▶ _PASSAGE TO READ_:
+++

Invader + 5150 type amps are awesome.


----------



## robski92 (Aug 24, 2017)

I've had one for many years that's been in quite a few guitars. I got it to sound tight and I never thought it was muddy. There is also a mod I did for it that I thought made it much better. It has three ceramic magnets. Two spacers and a oversized one in the middle. Replacing the spacer mags with regular spacers Makes it sound like a meaner Duncan distortion. It also cleans it up very nicely and gets rid of any muddyness. It's a very easy mod to do and there are a lot of online sources that can guide you through the process. I highly recommend doing that mod.


----------



## couverdure (Sep 4, 2017)

So earlier today I had my guitar sent to a shop (which is an Ibanez and SD distributor to boot so the guy there knows what he's doing) to have the stock bridge pickup replaced with the Invader, and I'm loving it so far. The first time I plugged it in, it sounded like there was an OD pedal placed in between the amp and the guitar, the harsh trebles the old pickup had were gone, and it was a lot quieter when not played likely due to its wax-potting. The height is placed lower than the neck pickup so the tone might differ if it was in the same position as that or vice versa.

Here's my short (and terrible) demo of me playing the All The Small Things riff using the Invader and the stock Rectifier patch on my Roland amp editor, and some pics of my guitar that I took.


----------



## marcwormjim (Sep 5, 2017)

TonyFlyingSquirrel said:


> High Magnet Pull can mess with intonation.



Did it, or not? If so, were there attempts to mitigate it over the years, and what resulted?


----------



## elkoki (Sep 5, 2017)

+++

▶ _REQUIRED WORK_:
#1 In the Invader pickup thread, how many ceramic magnets does the pickup have?
#2 Translate this sentence from the Invader pickup thread into Spanish: "It's a very easy mod to do and there are a lot of online sources that can guide you through the process."
#3 Write out the part of the Invader pickup thread starting at "Invader + 5150" and ending at "doing that mod.".

▶ _STORED DATA_:
+++

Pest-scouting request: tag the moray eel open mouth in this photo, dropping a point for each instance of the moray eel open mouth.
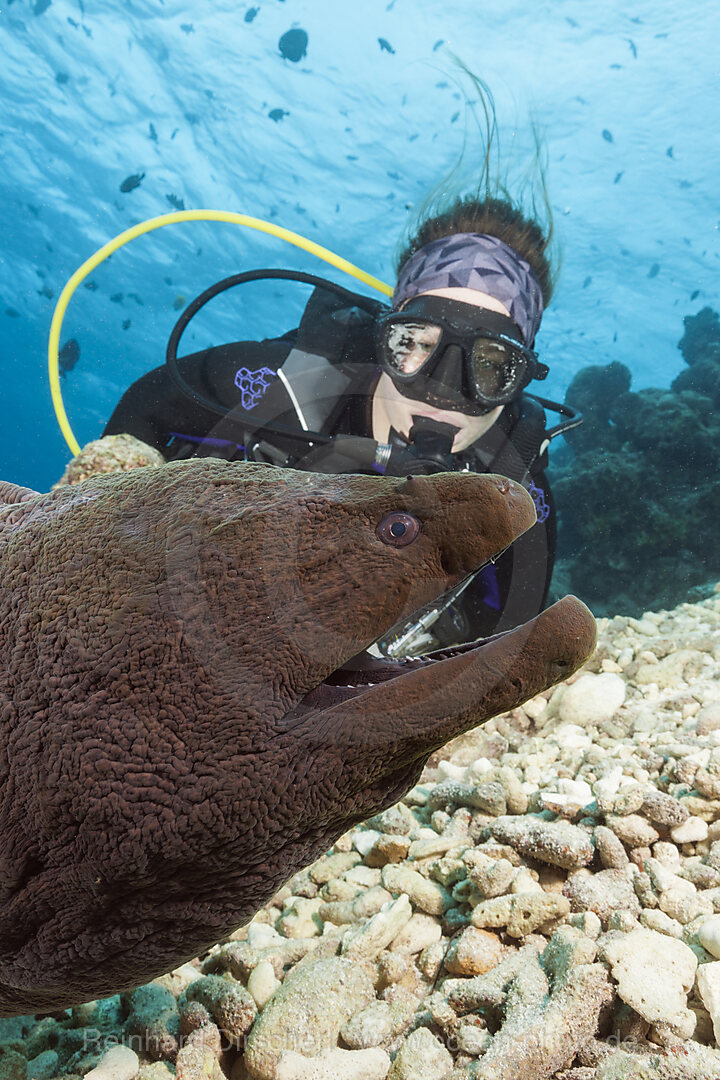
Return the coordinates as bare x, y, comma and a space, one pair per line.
521, 656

+++

▶ _EXPECTED RESULTS_:
#1 Three

#2 Es una modificación muy fácil de hacer y hay muchas fuentes en línea que pueden guiarte a lo largo del proceso.

#3
Invader + 5150 type amps are awesome.


----------



## robski92 (Aug 24, 2017)

I've had one for many years that's been in quite a few guitars. I got it to sound tight and I never thought it was muddy. There is also a mod I did for it that I thought made it much better. It has three ceramic magnets. Two spacers and a oversized one in the middle. Replacing the spacer mags with regular spacers Makes it sound like a meaner Duncan distortion. It also cleans it up very nicely and gets rid of any muddyness. It's a very easy mod to do and there are a lot of online sources that can guide you through the process. I highly recommend doing that mod.